TASK TO CARRY OUT: Gather every line of the listing below that contains the string "garden". Treat the match as case-sensitive.

--- START OF EXTRACTED INFORMATION ---

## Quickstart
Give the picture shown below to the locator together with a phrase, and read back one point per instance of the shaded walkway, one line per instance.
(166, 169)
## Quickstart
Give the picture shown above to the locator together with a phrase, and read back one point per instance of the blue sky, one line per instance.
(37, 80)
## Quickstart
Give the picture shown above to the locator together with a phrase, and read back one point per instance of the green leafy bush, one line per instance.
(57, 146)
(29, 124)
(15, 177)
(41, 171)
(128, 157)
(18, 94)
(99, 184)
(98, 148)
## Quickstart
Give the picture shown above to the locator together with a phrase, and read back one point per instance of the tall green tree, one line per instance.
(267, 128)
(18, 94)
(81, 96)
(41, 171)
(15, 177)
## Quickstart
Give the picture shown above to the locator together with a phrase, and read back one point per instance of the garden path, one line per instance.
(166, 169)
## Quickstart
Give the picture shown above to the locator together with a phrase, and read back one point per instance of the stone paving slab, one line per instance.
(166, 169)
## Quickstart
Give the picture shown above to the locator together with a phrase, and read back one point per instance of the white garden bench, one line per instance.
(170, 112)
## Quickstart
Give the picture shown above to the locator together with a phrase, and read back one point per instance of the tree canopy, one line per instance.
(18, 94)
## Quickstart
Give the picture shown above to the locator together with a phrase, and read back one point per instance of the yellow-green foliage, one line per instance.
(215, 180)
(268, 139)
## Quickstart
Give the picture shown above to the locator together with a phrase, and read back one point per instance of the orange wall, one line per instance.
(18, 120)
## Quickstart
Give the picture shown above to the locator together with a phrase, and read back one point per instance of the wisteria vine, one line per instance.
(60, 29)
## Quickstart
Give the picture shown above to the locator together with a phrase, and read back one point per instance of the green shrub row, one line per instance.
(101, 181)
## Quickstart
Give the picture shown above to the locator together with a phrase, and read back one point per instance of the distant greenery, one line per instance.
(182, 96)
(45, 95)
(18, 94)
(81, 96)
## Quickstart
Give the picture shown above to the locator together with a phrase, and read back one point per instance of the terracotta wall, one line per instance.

--- END OF EXTRACTED INFORMATION ---

SOLUTION TO THE EXERCISE:
Give the picture shown above to the locator together with a phrase, and read back one point per instance of the garden path, one line per instance.
Give the picture shown above to the locator together with a phrase, and read back one point per instance of the white garden bench, one line per instance.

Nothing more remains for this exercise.